_Data for this task_
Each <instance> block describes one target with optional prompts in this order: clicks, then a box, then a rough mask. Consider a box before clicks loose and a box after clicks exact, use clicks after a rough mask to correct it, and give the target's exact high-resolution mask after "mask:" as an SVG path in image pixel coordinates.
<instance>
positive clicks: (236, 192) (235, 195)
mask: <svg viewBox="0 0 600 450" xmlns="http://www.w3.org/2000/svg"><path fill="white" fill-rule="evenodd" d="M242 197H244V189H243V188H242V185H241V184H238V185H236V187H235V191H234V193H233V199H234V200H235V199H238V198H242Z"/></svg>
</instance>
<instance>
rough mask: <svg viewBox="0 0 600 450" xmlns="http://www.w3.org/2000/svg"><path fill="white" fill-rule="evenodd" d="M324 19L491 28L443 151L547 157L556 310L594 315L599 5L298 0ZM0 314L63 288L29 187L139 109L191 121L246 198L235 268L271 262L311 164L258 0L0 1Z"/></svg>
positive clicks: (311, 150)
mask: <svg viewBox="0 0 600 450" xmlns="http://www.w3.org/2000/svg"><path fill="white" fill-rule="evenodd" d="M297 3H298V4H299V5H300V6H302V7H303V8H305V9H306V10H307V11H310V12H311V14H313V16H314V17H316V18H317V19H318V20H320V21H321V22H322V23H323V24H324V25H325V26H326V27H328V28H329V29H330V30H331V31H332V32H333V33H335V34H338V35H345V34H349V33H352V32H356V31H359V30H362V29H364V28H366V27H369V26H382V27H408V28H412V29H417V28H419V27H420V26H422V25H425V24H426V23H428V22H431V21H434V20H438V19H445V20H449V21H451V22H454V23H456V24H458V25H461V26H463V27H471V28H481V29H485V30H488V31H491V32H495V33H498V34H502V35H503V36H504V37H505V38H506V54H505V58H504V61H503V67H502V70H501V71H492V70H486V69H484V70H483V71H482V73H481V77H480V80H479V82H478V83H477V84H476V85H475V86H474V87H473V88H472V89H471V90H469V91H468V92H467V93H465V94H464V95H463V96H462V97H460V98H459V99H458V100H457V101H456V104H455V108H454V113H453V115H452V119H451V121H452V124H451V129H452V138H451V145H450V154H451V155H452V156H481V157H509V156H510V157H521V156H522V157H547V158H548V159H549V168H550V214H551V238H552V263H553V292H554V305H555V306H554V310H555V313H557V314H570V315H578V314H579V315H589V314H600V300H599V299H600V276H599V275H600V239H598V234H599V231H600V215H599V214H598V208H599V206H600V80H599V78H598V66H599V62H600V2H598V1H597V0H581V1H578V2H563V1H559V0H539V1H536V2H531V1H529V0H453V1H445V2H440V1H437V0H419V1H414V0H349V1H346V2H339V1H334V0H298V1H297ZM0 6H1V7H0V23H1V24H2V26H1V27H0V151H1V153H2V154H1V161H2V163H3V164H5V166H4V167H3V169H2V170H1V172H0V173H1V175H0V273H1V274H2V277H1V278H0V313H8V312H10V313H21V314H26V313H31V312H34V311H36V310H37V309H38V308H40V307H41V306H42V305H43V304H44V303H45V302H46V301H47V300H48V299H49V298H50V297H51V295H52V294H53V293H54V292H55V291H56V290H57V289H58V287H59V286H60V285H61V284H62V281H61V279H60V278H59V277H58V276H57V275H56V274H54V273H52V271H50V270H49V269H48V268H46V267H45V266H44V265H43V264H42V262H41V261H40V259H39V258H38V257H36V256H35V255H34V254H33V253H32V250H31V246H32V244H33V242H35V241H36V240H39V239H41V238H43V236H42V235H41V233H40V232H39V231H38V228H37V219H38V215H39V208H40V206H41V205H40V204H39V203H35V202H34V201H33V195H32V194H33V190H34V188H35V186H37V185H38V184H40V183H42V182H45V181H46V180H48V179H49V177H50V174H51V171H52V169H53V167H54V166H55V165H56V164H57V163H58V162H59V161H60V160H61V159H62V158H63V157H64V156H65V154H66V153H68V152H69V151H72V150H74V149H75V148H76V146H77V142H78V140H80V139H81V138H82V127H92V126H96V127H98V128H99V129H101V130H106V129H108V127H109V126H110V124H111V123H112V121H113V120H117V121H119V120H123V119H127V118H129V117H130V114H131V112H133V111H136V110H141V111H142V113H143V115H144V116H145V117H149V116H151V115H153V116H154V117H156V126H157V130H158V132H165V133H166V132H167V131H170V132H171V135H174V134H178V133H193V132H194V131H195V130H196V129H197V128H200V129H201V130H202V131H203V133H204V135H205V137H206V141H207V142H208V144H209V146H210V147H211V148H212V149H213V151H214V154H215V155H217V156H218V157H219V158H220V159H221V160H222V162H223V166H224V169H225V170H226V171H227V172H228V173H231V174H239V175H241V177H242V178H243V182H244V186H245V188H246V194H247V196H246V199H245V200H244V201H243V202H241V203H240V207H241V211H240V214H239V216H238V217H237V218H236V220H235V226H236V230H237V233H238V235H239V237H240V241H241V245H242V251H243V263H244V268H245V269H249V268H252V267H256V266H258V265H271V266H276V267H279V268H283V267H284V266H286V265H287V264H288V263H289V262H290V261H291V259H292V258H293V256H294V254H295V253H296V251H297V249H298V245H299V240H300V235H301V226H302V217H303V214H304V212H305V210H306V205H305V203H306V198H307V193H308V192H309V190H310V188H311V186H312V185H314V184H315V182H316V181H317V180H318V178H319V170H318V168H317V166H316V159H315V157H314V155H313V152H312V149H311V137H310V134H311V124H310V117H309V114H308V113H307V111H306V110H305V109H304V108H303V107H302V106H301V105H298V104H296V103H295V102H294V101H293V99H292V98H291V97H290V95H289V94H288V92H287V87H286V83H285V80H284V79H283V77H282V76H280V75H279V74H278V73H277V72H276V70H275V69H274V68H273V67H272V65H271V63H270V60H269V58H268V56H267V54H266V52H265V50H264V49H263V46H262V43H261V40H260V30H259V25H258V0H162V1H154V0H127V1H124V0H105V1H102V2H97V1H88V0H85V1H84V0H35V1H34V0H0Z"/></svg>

_Problem requirements_
Each line of the listing has to be repeated exactly in the reply.

_Response for this exercise_
Each <instance> block describes one target with optional prompts in this order: clicks, then a box, then a rough mask. Consider a box before clicks loose and a box after clicks exact, use clicks after a rough mask to correct it, and give the target's exact high-resolution mask after "mask:" as an SVG path in image pixel coordinates.
<instance>
positive clicks: (236, 192) (235, 195)
mask: <svg viewBox="0 0 600 450" xmlns="http://www.w3.org/2000/svg"><path fill="white" fill-rule="evenodd" d="M242 197H244V189H243V188H242V185H241V184H238V185H236V187H235V191H234V193H233V199H234V200H235V199H238V198H242Z"/></svg>
</instance>
<instance>
rough mask: <svg viewBox="0 0 600 450" xmlns="http://www.w3.org/2000/svg"><path fill="white" fill-rule="evenodd" d="M324 19L491 28L443 151L547 157L556 310L594 315L599 5L298 0ZM0 314L63 288L29 187L139 109L191 121L246 198L235 268L271 262L311 164L258 0L0 1Z"/></svg>
positive clicks: (311, 150)
mask: <svg viewBox="0 0 600 450" xmlns="http://www.w3.org/2000/svg"><path fill="white" fill-rule="evenodd" d="M297 3H298V4H299V5H300V6H302V7H303V8H305V9H306V10H307V11H310V12H311V14H313V16H314V17H316V18H317V19H318V20H320V21H321V22H322V23H323V24H324V25H325V26H326V27H328V28H329V29H330V30H331V31H332V32H333V33H335V34H338V35H345V34H349V33H352V32H356V31H359V30H362V29H364V28H366V27H369V26H382V27H408V28H412V29H417V28H419V27H420V26H422V25H425V24H426V23H428V22H431V21H434V20H438V19H445V20H449V21H451V22H454V23H456V24H458V25H461V26H463V27H471V28H481V29H485V30H488V31H491V32H495V33H498V34H502V35H503V36H504V37H505V38H506V54H505V58H504V61H503V67H502V70H501V71H492V70H486V69H484V70H483V71H482V73H481V77H480V80H479V82H478V83H477V84H476V85H475V86H474V87H473V88H472V89H471V90H469V91H468V92H467V93H465V94H464V95H463V96H462V97H460V98H459V99H458V100H457V101H456V104H455V108H454V113H453V115H452V119H451V121H452V124H451V129H452V138H451V145H450V154H451V155H452V156H481V157H509V156H510V157H521V156H522V157H547V158H548V159H549V168H550V214H551V238H552V263H553V292H554V305H555V306H554V310H555V313H557V314H570V315H578V314H579V315H589V314H600V300H599V299H600V276H599V275H600V239H598V234H599V231H600V215H599V214H598V208H599V206H600V80H599V78H598V66H599V62H600V2H598V1H597V0H581V1H578V2H563V1H559V0H539V1H536V2H531V1H529V0H453V1H445V2H440V1H437V0H419V1H414V0H349V1H346V2H339V1H334V0H298V1H297ZM0 6H1V7H0V23H1V24H2V26H1V27H0V151H1V153H2V154H1V161H2V163H3V164H5V166H4V167H3V169H2V170H1V172H0V173H1V175H0V273H1V274H2V277H1V278H0V313H8V312H10V313H21V314H26V313H31V312H34V311H36V310H37V309H38V308H40V307H41V306H42V305H43V304H44V303H45V302H46V301H47V300H48V299H49V298H50V297H51V295H52V294H53V293H54V292H55V291H56V290H57V289H58V287H59V286H60V285H61V284H62V281H61V279H60V278H59V277H58V276H57V275H56V274H54V273H52V271H50V270H49V269H48V268H46V267H45V266H44V265H43V264H42V262H41V261H40V259H39V258H38V257H36V256H35V255H34V254H33V253H32V250H31V246H32V244H33V242H35V241H36V240H39V239H41V238H43V236H42V235H41V233H40V232H39V231H38V228H37V219H38V215H39V208H40V206H41V205H40V204H39V203H35V202H34V201H33V195H32V194H33V190H34V188H35V186H37V185H38V184H40V183H42V182H45V181H46V180H48V179H49V177H50V174H51V171H52V169H53V167H54V166H55V165H56V164H57V163H58V162H59V161H60V160H61V159H62V158H63V157H64V156H65V154H66V153H68V152H69V151H72V150H74V149H75V148H76V146H77V142H78V140H80V139H81V138H82V127H92V126H96V127H98V128H99V129H101V130H106V129H108V127H109V126H110V124H111V123H112V121H113V120H117V121H119V120H123V119H127V118H129V117H130V114H131V112H133V111H136V110H141V111H142V113H143V115H144V116H145V117H149V116H151V115H153V116H154V117H156V126H157V130H158V132H165V133H166V132H167V131H170V132H171V135H174V134H178V133H193V132H194V131H195V130H196V129H197V128H200V129H201V130H202V131H203V133H204V135H205V137H206V141H207V142H208V144H209V146H210V147H211V148H212V149H213V151H214V154H215V155H217V156H218V157H219V158H220V159H221V160H222V162H223V166H224V169H225V170H226V171H227V172H228V173H231V174H239V175H241V177H242V178H243V182H244V186H245V188H246V194H247V196H246V199H245V200H244V201H243V202H241V203H240V207H241V211H240V214H239V216H238V217H237V218H236V220H235V226H236V230H237V233H238V235H239V237H240V241H241V245H242V251H243V263H244V268H245V269H249V268H252V267H256V266H258V265H271V266H276V267H279V268H283V267H284V266H286V265H287V264H288V263H289V262H290V261H291V259H292V258H293V256H294V254H295V253H296V251H297V249H298V245H299V240H300V235H301V226H302V217H303V214H304V212H305V210H306V205H305V203H306V198H307V193H308V192H309V190H310V188H311V186H312V185H314V184H315V182H316V181H317V180H318V178H319V170H318V168H317V166H316V159H315V157H314V155H313V152H312V149H311V137H310V134H311V124H310V117H309V114H308V113H307V111H306V110H305V109H304V108H303V107H302V106H301V105H298V104H296V103H295V102H294V101H293V99H292V98H291V97H290V95H289V94H288V92H287V87H286V83H285V80H284V79H283V77H282V76H280V75H279V74H278V73H277V72H276V70H275V69H274V68H273V67H272V65H271V63H270V60H269V58H268V56H267V54H266V52H265V50H264V49H263V46H262V43H261V40H260V30H259V25H258V0H162V1H154V0H127V1H124V0H105V1H102V2H97V1H88V0H85V1H84V0H35V1H34V0H0Z"/></svg>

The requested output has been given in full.